*Action item*. From the line that contains "of the gray" through the line that contains "of the fingernail.", output every line of the listing below exactly and leave out all the rest.

*Material to process*.
↓↓↓
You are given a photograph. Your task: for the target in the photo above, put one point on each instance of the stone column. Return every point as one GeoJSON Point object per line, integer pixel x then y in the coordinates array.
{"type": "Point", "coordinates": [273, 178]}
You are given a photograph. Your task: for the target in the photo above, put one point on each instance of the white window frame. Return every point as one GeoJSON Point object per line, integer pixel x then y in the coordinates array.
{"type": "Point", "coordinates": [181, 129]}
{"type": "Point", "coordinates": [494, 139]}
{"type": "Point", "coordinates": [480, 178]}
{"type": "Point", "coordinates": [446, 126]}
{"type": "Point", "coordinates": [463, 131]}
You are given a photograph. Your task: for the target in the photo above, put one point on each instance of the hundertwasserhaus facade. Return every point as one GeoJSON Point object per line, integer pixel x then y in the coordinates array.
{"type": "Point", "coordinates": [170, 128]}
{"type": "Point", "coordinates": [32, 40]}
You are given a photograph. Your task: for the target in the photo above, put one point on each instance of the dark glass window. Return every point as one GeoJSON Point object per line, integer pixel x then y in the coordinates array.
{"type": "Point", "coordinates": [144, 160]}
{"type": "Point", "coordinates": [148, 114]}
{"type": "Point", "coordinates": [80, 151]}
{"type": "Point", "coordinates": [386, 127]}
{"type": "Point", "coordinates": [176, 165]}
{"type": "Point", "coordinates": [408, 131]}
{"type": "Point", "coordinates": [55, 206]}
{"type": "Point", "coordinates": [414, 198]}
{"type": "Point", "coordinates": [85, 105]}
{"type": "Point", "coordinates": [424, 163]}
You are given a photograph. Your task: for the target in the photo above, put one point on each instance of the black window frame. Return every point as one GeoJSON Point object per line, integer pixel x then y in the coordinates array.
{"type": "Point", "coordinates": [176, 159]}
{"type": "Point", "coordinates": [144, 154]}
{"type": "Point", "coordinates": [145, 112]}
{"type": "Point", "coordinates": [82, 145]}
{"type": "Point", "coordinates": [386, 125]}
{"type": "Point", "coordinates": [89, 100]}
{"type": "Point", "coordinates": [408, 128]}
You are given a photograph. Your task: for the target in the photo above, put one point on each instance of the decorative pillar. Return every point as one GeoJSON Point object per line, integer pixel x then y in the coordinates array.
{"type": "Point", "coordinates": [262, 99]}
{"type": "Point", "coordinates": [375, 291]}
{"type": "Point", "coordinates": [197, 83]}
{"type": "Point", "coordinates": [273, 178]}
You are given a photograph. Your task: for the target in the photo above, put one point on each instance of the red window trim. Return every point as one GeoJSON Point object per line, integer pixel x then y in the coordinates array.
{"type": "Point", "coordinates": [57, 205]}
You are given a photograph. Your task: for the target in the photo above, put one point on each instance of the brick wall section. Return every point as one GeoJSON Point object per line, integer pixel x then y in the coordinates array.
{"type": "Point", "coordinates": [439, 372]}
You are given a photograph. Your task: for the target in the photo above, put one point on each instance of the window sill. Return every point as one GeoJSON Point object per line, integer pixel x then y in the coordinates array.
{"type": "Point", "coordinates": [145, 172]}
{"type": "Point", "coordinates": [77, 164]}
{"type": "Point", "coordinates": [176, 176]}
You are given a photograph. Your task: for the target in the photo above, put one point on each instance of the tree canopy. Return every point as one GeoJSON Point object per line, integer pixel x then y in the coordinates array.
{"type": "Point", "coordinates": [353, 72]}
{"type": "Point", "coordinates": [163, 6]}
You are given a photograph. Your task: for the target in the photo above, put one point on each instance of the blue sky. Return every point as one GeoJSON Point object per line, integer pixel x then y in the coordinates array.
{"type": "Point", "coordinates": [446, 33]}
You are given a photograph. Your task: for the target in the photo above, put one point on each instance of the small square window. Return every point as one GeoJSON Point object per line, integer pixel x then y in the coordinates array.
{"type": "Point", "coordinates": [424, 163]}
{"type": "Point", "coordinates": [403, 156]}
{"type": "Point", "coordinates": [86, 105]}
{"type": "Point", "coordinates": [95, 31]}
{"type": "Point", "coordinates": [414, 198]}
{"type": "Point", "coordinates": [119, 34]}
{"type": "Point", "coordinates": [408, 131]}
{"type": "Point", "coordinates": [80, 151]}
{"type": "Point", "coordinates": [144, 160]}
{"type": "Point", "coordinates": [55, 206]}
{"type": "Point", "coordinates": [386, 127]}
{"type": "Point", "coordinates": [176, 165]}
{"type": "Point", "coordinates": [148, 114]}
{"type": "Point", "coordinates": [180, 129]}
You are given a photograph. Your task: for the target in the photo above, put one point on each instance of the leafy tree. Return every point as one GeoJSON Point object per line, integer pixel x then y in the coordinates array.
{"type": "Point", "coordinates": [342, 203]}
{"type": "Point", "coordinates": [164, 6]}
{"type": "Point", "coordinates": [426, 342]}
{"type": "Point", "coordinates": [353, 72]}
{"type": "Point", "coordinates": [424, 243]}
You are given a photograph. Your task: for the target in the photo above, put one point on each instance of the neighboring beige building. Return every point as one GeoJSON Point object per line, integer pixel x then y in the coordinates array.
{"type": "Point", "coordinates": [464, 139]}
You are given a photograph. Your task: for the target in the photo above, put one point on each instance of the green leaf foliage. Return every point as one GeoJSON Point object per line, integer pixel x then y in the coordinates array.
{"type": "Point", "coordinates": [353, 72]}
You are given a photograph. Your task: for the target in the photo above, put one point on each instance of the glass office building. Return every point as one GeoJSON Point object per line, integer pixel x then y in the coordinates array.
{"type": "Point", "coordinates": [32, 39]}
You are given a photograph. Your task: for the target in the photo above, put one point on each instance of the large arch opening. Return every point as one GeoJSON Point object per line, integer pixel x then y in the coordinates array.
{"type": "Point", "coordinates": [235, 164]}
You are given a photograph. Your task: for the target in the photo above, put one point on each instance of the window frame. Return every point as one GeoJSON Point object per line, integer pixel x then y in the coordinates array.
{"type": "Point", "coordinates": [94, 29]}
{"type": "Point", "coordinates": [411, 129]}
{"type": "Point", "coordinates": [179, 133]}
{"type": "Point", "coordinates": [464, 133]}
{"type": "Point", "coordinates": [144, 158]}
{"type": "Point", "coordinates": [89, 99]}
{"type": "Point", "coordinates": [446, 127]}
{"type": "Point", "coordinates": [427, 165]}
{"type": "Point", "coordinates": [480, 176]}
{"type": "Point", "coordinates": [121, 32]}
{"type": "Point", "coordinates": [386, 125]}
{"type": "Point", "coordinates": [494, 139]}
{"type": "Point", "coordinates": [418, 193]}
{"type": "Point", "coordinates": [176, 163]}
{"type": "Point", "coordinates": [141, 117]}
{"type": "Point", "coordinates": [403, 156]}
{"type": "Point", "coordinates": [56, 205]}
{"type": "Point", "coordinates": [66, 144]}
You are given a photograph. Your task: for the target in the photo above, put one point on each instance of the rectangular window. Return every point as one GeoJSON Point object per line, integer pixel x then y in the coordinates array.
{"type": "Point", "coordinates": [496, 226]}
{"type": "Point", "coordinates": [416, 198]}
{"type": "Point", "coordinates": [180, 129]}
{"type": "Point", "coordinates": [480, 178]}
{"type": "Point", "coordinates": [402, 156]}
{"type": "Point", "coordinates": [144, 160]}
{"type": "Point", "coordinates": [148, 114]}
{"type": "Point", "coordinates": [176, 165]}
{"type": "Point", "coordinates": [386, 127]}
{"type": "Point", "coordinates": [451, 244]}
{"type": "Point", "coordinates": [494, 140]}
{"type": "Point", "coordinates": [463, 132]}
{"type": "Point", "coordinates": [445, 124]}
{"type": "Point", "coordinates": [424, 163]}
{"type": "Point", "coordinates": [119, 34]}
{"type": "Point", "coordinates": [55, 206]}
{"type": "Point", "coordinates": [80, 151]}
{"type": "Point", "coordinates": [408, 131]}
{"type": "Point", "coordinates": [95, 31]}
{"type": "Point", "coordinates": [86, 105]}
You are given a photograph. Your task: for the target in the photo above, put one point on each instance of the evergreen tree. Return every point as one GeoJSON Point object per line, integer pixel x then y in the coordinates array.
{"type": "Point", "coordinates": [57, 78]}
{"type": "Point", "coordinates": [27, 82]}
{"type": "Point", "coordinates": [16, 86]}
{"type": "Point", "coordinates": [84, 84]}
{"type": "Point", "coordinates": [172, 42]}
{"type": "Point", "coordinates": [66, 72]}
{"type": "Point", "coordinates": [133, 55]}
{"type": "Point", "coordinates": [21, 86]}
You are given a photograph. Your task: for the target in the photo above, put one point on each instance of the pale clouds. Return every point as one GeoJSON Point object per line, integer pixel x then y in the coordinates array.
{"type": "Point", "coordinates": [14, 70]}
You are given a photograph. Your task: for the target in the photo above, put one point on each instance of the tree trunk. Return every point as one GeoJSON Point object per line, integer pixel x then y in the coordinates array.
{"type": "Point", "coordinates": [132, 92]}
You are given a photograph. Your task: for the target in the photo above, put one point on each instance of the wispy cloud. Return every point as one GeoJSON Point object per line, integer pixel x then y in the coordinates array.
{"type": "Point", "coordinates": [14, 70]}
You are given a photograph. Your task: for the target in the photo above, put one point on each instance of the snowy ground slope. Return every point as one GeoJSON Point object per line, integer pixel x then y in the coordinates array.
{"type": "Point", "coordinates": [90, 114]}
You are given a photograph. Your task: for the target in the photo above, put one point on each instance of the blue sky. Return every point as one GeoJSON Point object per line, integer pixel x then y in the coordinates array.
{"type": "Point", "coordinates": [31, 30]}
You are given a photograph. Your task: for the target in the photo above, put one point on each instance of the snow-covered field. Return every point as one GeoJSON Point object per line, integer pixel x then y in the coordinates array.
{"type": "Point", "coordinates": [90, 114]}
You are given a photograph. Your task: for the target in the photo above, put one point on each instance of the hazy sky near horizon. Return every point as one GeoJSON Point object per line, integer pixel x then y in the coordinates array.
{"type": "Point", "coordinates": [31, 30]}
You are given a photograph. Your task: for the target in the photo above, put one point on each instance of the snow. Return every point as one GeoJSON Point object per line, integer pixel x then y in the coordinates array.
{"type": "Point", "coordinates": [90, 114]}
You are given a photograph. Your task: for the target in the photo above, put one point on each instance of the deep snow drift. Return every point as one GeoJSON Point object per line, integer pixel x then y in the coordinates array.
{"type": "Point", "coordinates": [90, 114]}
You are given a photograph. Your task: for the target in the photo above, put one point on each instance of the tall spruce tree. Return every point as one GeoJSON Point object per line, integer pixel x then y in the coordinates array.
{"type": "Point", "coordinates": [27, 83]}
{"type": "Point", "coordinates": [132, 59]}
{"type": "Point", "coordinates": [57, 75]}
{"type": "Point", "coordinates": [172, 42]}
↑↑↑
↓↓↓
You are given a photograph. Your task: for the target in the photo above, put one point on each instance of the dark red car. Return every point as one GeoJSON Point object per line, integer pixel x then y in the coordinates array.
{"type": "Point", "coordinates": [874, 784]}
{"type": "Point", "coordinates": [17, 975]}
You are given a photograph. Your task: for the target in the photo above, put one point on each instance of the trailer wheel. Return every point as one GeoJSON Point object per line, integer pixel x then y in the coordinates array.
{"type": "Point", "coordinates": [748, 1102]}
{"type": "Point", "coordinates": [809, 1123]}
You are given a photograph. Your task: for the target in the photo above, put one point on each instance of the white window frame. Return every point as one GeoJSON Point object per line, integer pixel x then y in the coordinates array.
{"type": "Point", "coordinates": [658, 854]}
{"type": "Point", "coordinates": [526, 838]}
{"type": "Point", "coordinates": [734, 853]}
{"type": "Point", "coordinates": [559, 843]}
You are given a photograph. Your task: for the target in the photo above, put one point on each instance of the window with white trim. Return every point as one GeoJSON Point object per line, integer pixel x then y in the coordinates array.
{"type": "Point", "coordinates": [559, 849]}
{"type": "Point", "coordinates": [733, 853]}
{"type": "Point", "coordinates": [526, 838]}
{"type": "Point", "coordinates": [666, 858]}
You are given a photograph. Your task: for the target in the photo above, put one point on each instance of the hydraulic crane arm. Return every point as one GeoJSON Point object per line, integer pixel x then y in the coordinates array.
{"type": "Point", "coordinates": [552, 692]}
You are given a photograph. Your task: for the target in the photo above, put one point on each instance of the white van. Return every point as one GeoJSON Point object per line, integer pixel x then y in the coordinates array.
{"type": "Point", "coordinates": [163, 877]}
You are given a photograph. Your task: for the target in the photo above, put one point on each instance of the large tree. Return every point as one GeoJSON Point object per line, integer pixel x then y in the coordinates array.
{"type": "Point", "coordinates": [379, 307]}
↑↑↑
↓↓↓
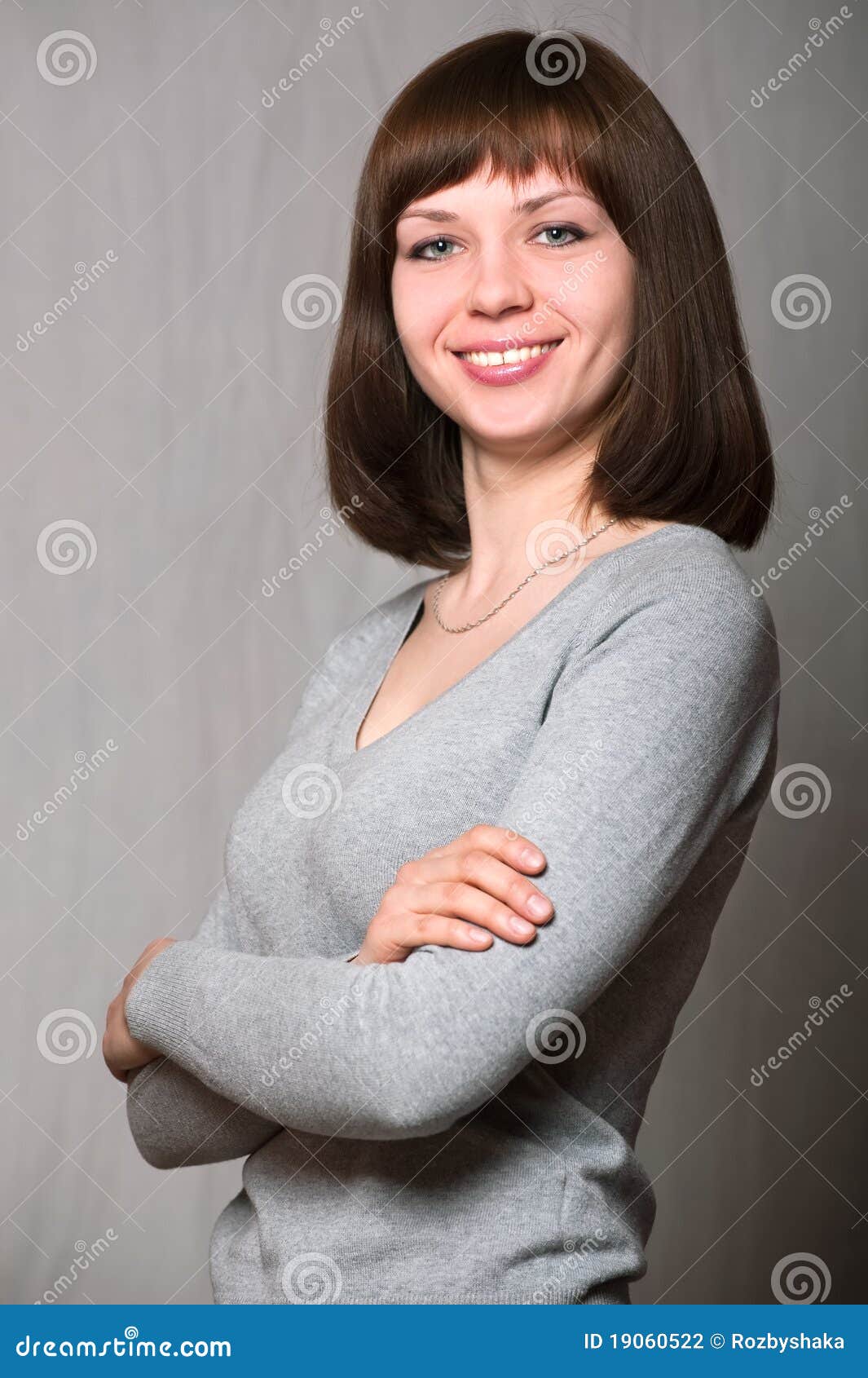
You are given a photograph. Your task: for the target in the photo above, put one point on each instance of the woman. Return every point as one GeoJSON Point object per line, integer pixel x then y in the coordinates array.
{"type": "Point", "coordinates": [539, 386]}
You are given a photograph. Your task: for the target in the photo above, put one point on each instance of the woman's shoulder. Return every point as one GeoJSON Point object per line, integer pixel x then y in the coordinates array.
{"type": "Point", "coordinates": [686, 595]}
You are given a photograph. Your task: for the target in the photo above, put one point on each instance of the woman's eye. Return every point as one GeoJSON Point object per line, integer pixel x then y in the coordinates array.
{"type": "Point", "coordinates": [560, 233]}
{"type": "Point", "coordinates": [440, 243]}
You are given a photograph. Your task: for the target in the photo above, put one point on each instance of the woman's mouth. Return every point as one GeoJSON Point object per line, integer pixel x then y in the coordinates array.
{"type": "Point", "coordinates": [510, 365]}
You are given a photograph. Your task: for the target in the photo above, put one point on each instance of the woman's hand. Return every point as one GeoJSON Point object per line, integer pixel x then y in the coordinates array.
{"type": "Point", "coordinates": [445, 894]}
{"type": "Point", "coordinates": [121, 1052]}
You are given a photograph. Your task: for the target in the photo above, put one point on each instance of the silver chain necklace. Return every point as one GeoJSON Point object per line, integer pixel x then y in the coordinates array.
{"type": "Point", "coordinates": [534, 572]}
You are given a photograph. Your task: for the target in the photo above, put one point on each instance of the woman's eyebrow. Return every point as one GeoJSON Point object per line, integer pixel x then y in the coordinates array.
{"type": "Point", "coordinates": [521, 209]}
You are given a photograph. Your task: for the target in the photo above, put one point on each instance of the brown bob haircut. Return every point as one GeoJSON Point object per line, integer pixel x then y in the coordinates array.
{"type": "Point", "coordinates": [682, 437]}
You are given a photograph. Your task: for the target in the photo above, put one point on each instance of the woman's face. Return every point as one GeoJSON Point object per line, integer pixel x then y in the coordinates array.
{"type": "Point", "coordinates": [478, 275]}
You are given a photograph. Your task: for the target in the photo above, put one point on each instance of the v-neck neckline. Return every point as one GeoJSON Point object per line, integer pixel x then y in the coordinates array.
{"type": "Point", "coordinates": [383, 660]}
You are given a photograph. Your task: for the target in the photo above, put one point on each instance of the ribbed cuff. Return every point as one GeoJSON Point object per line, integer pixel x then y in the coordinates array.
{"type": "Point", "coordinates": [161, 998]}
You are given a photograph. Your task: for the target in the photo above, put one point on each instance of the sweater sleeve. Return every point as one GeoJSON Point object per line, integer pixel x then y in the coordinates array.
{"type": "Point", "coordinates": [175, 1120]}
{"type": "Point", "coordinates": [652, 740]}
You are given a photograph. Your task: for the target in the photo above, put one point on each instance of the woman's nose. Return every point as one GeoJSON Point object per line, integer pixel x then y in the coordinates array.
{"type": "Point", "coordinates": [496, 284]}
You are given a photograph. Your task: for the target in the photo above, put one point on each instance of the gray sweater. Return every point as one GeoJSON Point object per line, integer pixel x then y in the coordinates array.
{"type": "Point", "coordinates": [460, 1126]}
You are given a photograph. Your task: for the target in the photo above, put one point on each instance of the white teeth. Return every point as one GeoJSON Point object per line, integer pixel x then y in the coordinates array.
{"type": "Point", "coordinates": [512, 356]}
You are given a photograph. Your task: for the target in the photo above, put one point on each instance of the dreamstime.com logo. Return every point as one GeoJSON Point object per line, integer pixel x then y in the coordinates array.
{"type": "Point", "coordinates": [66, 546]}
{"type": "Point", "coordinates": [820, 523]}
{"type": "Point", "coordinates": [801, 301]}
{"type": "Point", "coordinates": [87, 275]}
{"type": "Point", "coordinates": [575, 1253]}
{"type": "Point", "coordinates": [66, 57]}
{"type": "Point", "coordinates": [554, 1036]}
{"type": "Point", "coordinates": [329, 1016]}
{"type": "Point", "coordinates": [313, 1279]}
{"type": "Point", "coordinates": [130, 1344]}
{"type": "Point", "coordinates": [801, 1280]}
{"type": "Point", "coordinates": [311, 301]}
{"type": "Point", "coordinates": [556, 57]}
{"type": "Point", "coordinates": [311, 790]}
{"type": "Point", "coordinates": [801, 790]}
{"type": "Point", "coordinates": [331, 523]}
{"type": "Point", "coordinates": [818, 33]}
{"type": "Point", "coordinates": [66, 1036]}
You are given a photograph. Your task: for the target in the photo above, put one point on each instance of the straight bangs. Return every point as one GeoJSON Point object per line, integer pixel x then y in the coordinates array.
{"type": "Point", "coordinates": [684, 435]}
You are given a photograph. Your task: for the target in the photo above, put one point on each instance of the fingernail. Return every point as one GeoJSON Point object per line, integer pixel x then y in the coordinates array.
↑↑↑
*Expected answer*.
You are given a photograph. Your task: for the target in the photo above, put one point on each instance of the gray sweater. Return every point as one GeoJSON Point object per line, integer pixel x then y in the coordinates array.
{"type": "Point", "coordinates": [460, 1126]}
You are given a photograph. Your task: for the target in the photo above, put one point on each instance of the white teeth. Return every point as one GeoJSON Point object per line, integer pixel x then y in the coordinates array.
{"type": "Point", "coordinates": [512, 356]}
You are given a photograph. Your task: for the target in the photo above, put one point on each instance of the dreamstime.com logo. Return every point as one GeoJSON Point object per line, integer pixel x then y in the coordinates array.
{"type": "Point", "coordinates": [66, 546]}
{"type": "Point", "coordinates": [820, 523]}
{"type": "Point", "coordinates": [801, 301]}
{"type": "Point", "coordinates": [87, 275]}
{"type": "Point", "coordinates": [575, 1253]}
{"type": "Point", "coordinates": [66, 57]}
{"type": "Point", "coordinates": [554, 1036]}
{"type": "Point", "coordinates": [329, 1016]}
{"type": "Point", "coordinates": [313, 1279]}
{"type": "Point", "coordinates": [130, 1344]}
{"type": "Point", "coordinates": [801, 1280]}
{"type": "Point", "coordinates": [311, 301]}
{"type": "Point", "coordinates": [556, 57]}
{"type": "Point", "coordinates": [311, 790]}
{"type": "Point", "coordinates": [801, 790]}
{"type": "Point", "coordinates": [331, 523]}
{"type": "Point", "coordinates": [818, 33]}
{"type": "Point", "coordinates": [66, 1036]}
You are given a photograph. Your task: for the target in the photo above, put one point on each instance of the straight bangs. Return every point as one GeoJSON Point object per line, integer pixel x then y in the coordinates array.
{"type": "Point", "coordinates": [684, 435]}
You are given a photograph. Your task: for the target in the photo above, put one point on each instance of the fingernail. Return every point as one GeoJSON Point object per line, integer pixel x then y in the coordinates array.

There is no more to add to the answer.